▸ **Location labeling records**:
--------

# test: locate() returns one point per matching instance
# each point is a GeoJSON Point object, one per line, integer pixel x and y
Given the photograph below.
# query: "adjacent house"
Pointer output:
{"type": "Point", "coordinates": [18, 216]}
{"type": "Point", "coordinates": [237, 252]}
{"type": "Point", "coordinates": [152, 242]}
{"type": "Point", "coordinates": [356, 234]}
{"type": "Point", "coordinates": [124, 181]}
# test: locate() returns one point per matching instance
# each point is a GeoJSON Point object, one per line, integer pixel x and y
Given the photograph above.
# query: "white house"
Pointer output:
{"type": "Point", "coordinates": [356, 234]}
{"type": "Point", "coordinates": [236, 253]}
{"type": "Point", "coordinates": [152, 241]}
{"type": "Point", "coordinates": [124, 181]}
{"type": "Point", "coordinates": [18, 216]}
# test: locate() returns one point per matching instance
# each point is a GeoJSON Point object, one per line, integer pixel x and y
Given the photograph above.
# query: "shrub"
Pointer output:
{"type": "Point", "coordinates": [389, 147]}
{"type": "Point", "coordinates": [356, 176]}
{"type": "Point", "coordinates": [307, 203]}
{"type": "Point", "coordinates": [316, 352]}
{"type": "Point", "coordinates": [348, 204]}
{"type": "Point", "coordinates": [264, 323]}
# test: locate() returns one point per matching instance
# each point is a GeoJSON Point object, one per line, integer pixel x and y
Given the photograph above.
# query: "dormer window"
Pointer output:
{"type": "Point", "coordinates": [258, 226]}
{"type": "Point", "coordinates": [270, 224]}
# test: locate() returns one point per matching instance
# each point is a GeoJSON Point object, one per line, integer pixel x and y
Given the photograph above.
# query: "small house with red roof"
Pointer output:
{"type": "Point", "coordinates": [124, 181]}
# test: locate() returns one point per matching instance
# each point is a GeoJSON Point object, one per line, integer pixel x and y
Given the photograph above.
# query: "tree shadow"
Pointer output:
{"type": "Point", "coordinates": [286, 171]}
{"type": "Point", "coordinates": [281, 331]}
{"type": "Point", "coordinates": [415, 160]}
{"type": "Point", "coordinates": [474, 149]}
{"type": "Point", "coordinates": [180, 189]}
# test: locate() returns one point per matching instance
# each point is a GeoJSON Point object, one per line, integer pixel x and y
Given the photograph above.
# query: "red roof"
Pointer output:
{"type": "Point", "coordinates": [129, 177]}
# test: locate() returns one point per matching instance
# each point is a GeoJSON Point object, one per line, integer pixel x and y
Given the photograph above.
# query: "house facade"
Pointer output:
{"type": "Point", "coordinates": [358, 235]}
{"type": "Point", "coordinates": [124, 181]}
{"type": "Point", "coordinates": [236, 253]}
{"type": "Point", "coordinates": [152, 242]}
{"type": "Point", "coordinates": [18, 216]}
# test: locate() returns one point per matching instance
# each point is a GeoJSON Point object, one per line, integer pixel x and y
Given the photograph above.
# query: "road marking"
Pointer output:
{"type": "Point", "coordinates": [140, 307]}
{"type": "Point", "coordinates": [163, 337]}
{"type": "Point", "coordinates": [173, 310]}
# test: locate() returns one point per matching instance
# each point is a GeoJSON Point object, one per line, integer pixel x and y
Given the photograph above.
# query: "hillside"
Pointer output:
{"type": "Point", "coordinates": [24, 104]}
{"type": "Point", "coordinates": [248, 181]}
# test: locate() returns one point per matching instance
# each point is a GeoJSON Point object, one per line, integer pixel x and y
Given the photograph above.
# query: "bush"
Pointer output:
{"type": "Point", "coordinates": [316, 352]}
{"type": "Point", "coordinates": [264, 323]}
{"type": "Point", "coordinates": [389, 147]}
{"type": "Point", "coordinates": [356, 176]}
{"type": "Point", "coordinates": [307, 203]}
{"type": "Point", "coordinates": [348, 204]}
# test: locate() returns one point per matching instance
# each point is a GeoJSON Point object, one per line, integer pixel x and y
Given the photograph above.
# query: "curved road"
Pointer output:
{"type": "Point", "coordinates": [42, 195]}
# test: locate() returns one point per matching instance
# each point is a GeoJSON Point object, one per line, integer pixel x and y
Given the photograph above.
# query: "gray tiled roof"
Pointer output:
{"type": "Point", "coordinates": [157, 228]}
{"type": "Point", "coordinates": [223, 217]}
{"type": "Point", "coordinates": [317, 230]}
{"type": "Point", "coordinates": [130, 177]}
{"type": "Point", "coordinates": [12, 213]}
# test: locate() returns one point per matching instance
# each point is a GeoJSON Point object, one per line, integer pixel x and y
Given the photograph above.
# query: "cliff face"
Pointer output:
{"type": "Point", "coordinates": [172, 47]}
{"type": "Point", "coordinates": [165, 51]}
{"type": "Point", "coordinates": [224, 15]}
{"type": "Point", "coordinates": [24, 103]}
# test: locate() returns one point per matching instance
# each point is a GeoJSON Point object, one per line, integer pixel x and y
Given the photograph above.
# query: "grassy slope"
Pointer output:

--------

▸ **The task**: Quote the listing in full, please, keeping every line exact.

▸ **Task result**:
# test: locate() returns one point per matching instance
# each point is a GeoJSON Point object, one per line, integer pixel x and y
Given the photograph below.
# query: "adjacent house"
Pointer output:
{"type": "Point", "coordinates": [18, 216]}
{"type": "Point", "coordinates": [237, 252]}
{"type": "Point", "coordinates": [152, 242]}
{"type": "Point", "coordinates": [356, 234]}
{"type": "Point", "coordinates": [124, 181]}
# test: locate() returns one point per matching instance
# each point is a GeoJSON Point object, one per line, integer pixel x and y
Given the photograph above.
# query: "white house"
Pointer output:
{"type": "Point", "coordinates": [356, 234]}
{"type": "Point", "coordinates": [236, 253]}
{"type": "Point", "coordinates": [152, 241]}
{"type": "Point", "coordinates": [124, 181]}
{"type": "Point", "coordinates": [18, 216]}
# test: locate() returns one point per matching instance
# each point is a GeoJSON Point object, one per line, integer pixel x and y
Given the photograph above.
# query: "shrub"
Pointer output:
{"type": "Point", "coordinates": [389, 147]}
{"type": "Point", "coordinates": [356, 176]}
{"type": "Point", "coordinates": [307, 203]}
{"type": "Point", "coordinates": [316, 352]}
{"type": "Point", "coordinates": [348, 204]}
{"type": "Point", "coordinates": [264, 323]}
# test: locate() returns one point per matching instance
# each point is a GeoJSON Point object, one per line, integer pixel x and y
Given the photograph above.
# query: "dormer window"
Pointer output:
{"type": "Point", "coordinates": [258, 226]}
{"type": "Point", "coordinates": [270, 224]}
# test: locate() returns one point per matching instance
# each point is a GeoJSON Point object, one per line, integer pixel x and y
Given the photograph above.
# query: "small house with red roof"
Pointer output:
{"type": "Point", "coordinates": [124, 181]}
# test: locate() returns one point per matching instance
# each point is a GeoJSON Point object, one per line, integer pixel x and y
Given the photograph above.
# query: "tree shadow"
Pointer output:
{"type": "Point", "coordinates": [286, 171]}
{"type": "Point", "coordinates": [281, 331]}
{"type": "Point", "coordinates": [415, 160]}
{"type": "Point", "coordinates": [474, 149]}
{"type": "Point", "coordinates": [180, 189]}
# test: locate() returns one point per matching instance
# each point is a GeoJSON Point object, one per line, integer pixel x and y
Given the photograph above.
# query: "red roof"
Pointer output:
{"type": "Point", "coordinates": [129, 177]}
# test: locate() returns one point per matching instance
# each point is a GeoJSON Point object, one per line, integer pixel x and y
Given the photograph above.
# query: "house facade"
Pointer output:
{"type": "Point", "coordinates": [358, 235]}
{"type": "Point", "coordinates": [124, 181]}
{"type": "Point", "coordinates": [236, 253]}
{"type": "Point", "coordinates": [152, 242]}
{"type": "Point", "coordinates": [18, 216]}
# test: locate() returns one point per matching instance
# each point is a GeoJSON Point object, one per line, integer pixel x and y
Given the photograph above.
# query: "road marking"
Pointer output:
{"type": "Point", "coordinates": [140, 307]}
{"type": "Point", "coordinates": [163, 337]}
{"type": "Point", "coordinates": [173, 310]}
# test: locate() returns one point per matching instance
# each point is a GeoJSON Point object, one per line, integer pixel x and y
Given the photograph above.
# query: "hillside"
Pointer output:
{"type": "Point", "coordinates": [24, 104]}
{"type": "Point", "coordinates": [248, 181]}
# test: locate() returns one point per matching instance
# each point is a GeoJSON Point object, one per line, integer pixel x and y
Given the photograph above.
# query: "bush"
Pointer output:
{"type": "Point", "coordinates": [316, 352]}
{"type": "Point", "coordinates": [264, 323]}
{"type": "Point", "coordinates": [389, 147]}
{"type": "Point", "coordinates": [356, 176]}
{"type": "Point", "coordinates": [307, 203]}
{"type": "Point", "coordinates": [348, 204]}
# test: locate() returns one point per matching instance
# each point is a GeoJSON Point object, one per line, integer pixel x and y
Given the photograph above.
# query: "curved road"
Pointer output:
{"type": "Point", "coordinates": [42, 195]}
# test: locate() returns one point per matching instance
# each point is a GeoJSON Point object, one per line, integer pixel x and y
Given the photograph above.
# query: "gray tiled roof"
Pointer output:
{"type": "Point", "coordinates": [157, 228]}
{"type": "Point", "coordinates": [223, 217]}
{"type": "Point", "coordinates": [317, 230]}
{"type": "Point", "coordinates": [130, 177]}
{"type": "Point", "coordinates": [12, 213]}
# test: locate() returns one point per matching instance
# each point is a GeoJSON Point object, one per line, integer pixel x and y
Given the photograph above.
# query: "cliff face"
Pointer output:
{"type": "Point", "coordinates": [172, 47]}
{"type": "Point", "coordinates": [165, 51]}
{"type": "Point", "coordinates": [224, 15]}
{"type": "Point", "coordinates": [24, 103]}
# test: locate() returns one point per matching instance
# each point is a GeoJSON Point object, one per line, integer pixel x and y
Given the photograph above.
# query: "grassy slope"
Pointer output:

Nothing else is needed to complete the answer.